_PROBLEM REQUIREMENTS_
Copy every line of the material below verbatim, keeping each character and line break unchanged.
[Start RECORDS TO USE]
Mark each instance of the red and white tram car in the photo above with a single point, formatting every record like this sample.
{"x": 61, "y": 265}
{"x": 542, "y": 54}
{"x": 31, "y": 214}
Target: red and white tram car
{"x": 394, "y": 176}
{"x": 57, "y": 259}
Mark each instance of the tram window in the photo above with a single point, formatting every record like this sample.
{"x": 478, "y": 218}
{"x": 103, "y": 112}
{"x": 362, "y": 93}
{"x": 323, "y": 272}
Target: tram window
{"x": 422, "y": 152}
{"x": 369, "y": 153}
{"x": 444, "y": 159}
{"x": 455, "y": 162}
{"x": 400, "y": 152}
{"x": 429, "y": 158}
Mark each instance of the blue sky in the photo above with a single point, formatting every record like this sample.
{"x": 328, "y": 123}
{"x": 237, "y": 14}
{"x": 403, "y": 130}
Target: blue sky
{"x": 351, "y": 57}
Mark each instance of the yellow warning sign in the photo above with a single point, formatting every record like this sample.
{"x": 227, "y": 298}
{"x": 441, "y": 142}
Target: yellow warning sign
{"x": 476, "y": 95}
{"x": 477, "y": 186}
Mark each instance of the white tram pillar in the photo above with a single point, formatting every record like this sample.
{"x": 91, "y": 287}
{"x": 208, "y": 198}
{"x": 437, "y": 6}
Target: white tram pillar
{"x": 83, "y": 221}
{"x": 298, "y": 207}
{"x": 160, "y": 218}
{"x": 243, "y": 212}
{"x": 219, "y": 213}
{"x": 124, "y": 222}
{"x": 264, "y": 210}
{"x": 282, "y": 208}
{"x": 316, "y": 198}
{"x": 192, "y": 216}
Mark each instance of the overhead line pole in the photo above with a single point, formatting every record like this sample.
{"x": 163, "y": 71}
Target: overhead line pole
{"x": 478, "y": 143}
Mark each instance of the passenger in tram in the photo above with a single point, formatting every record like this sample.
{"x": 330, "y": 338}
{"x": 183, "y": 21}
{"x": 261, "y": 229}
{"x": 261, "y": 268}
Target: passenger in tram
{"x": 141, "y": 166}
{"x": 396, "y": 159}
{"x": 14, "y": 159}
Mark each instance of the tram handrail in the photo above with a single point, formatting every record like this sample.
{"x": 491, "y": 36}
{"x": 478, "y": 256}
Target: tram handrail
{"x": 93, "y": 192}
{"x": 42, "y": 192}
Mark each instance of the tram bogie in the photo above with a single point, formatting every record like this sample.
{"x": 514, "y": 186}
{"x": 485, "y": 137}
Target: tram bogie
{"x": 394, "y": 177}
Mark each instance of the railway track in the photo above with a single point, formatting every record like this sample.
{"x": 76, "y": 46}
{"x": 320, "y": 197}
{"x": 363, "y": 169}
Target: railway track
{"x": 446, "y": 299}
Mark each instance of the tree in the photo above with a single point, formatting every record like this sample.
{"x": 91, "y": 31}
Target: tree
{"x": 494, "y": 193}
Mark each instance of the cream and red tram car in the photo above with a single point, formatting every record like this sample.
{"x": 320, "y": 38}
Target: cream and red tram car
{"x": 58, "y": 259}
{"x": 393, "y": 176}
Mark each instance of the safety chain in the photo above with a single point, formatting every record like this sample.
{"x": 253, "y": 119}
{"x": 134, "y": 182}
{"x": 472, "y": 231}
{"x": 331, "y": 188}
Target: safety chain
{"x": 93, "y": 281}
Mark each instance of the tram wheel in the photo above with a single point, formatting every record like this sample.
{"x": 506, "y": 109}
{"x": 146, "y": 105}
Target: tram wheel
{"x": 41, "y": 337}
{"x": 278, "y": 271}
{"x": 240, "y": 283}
[End RECORDS TO USE]
_ANSWER BELOW_
Mark each instance of the red and white tram car in the photo above with a single point, formatting every record like this sample.
{"x": 61, "y": 265}
{"x": 542, "y": 54}
{"x": 31, "y": 214}
Target: red and white tram car
{"x": 394, "y": 176}
{"x": 57, "y": 259}
Mark each instance of the tram window in the photo above with a single point, formatting every record like this sample.
{"x": 478, "y": 218}
{"x": 103, "y": 112}
{"x": 362, "y": 93}
{"x": 323, "y": 272}
Target: tram window
{"x": 422, "y": 152}
{"x": 369, "y": 153}
{"x": 444, "y": 159}
{"x": 455, "y": 162}
{"x": 400, "y": 152}
{"x": 429, "y": 158}
Mark each instance of the blue sky in the photo above with a single point, formatting every record like this sample.
{"x": 328, "y": 123}
{"x": 237, "y": 14}
{"x": 403, "y": 130}
Target: blue sky
{"x": 351, "y": 57}
Mark each instance of the yellow warning sign in the photo above with a single point, formatting every record like this sample.
{"x": 227, "y": 298}
{"x": 441, "y": 142}
Target: yellow warning sign
{"x": 476, "y": 95}
{"x": 477, "y": 186}
Mark each instance of the white tram pillar in the photo above with a single point, formatting every record like this sample.
{"x": 91, "y": 287}
{"x": 208, "y": 198}
{"x": 437, "y": 6}
Target: white tram pillar
{"x": 83, "y": 221}
{"x": 298, "y": 207}
{"x": 160, "y": 218}
{"x": 243, "y": 212}
{"x": 219, "y": 213}
{"x": 124, "y": 222}
{"x": 264, "y": 210}
{"x": 282, "y": 208}
{"x": 316, "y": 198}
{"x": 192, "y": 216}
Mark each instance of the overhead line pole in the photo above with a single point, formatting every record like this sample.
{"x": 163, "y": 71}
Target: overhead line pole
{"x": 478, "y": 143}
Mark each instance of the passenger in tram in the photo above with a single point, formatting every record like this sample.
{"x": 330, "y": 338}
{"x": 183, "y": 21}
{"x": 261, "y": 229}
{"x": 261, "y": 268}
Target: passenger in tram
{"x": 141, "y": 166}
{"x": 396, "y": 159}
{"x": 14, "y": 159}
Mark each instance of the tram handrail in the photo above with a single point, formatting every record like this sample.
{"x": 491, "y": 36}
{"x": 478, "y": 256}
Target: tram handrail
{"x": 93, "y": 192}
{"x": 42, "y": 192}
Mark each instance of the tram bogie in the photo above with a single point, formatting every record like this sample.
{"x": 514, "y": 186}
{"x": 485, "y": 137}
Target: tram bogie
{"x": 394, "y": 177}
Mark each instance of the railway track in the photo above with a single point, formatting every record like this sample.
{"x": 76, "y": 46}
{"x": 320, "y": 197}
{"x": 363, "y": 169}
Target: railway track
{"x": 446, "y": 299}
Mark each instance of the tree in the photo above with a single point, formatting every record like this sample.
{"x": 91, "y": 31}
Target: tree
{"x": 494, "y": 193}
Mark each instance of the cream and red tram car in the photo above with a single point, formatting every record like this sample.
{"x": 320, "y": 38}
Target: cream and red tram car
{"x": 58, "y": 259}
{"x": 393, "y": 176}
Mark each instance of the safety chain in the photo above with a single point, formatting every record like this sample.
{"x": 253, "y": 119}
{"x": 134, "y": 182}
{"x": 472, "y": 231}
{"x": 331, "y": 188}
Target: safety chain
{"x": 93, "y": 281}
Mark each instance of the tram wheel in the photo above with a single point, formatting every record like this sample.
{"x": 506, "y": 109}
{"x": 146, "y": 105}
Target: tram wheel
{"x": 41, "y": 337}
{"x": 278, "y": 271}
{"x": 240, "y": 283}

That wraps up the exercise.